DESCRIPTION OF THE TASK:
Could you give back the whole listing exactly as written?

DATA SUPPLIED:

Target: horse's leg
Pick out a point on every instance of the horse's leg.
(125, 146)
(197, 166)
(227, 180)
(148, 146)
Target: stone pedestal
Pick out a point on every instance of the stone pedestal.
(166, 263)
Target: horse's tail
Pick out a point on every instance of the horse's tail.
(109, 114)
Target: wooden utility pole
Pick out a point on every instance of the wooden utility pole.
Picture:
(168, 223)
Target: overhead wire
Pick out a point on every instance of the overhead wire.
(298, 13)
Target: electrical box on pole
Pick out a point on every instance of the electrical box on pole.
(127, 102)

EXERCISE SOLUTION:
Target: horse's leg
Pick out a point on every instance of the horse's leg.
(125, 146)
(197, 166)
(227, 180)
(148, 146)
Target: stone pedestal
Pick out a point on every instance of the stone pedestal.
(166, 263)
Target: horse's tail
Pick out a point on every instance of the horse's tail.
(109, 114)
Target: wooden utility pole
Pick out a point on every instance of the wooden utility pole.
Picture:
(168, 223)
Target: overhead wire
Pick out a point on every instance of the overhead wire.
(298, 13)
Target: electrical box on pole
Pick out a point on every instance of the electrical box on pole.
(127, 102)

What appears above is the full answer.